- **What to work on**:
Reproduce every line of the material below, requests included, but raise each coordinate in the answers by 23. Leave the pictures out.

- **Data section**:
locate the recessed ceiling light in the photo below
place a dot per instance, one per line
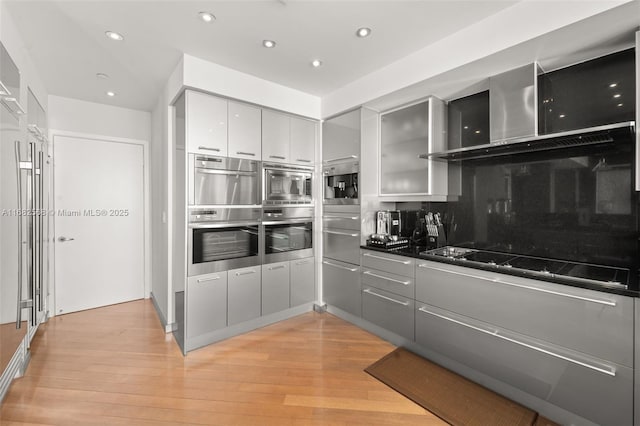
(363, 32)
(114, 35)
(207, 16)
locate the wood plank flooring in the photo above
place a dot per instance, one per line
(116, 366)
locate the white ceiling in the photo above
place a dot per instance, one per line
(67, 43)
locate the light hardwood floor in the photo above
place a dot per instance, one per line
(116, 366)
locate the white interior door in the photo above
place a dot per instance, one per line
(99, 223)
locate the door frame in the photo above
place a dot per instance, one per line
(146, 246)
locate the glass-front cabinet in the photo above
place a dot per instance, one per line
(405, 134)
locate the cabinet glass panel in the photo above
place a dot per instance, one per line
(592, 93)
(404, 136)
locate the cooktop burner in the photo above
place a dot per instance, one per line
(603, 275)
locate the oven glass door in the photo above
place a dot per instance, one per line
(287, 186)
(220, 244)
(287, 238)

- **Answer below**:
locate the recessed ceiling light in the photo below
place a dot per instance, one per line
(386, 55)
(137, 58)
(230, 39)
locate the wood plank flooring in the photo above
place a dot per instance, one per line
(139, 389)
locate the white ceiling in the photo above
place a dot per instance, one per line
(90, 66)
locate the light hardwood floor in the photo above
place a dot per instance, one per line
(139, 389)
locate the white interior door in the photo above
place a dot per instance, one per line
(122, 246)
locate the door frame in the photo above
place a dot per instance, one per line
(169, 269)
locate the glass-front cabinet in the photo above
place a dot per instance, one per line
(428, 157)
locate the cabinet glass panel in the photo above
place a dot per instance, one per line
(615, 116)
(427, 159)
locate the cooktop burner in the photo above
place a dot per instance, one per line
(626, 298)
locate the oven glass door in the photo above
place a dot per instance, one per line
(310, 209)
(243, 267)
(310, 261)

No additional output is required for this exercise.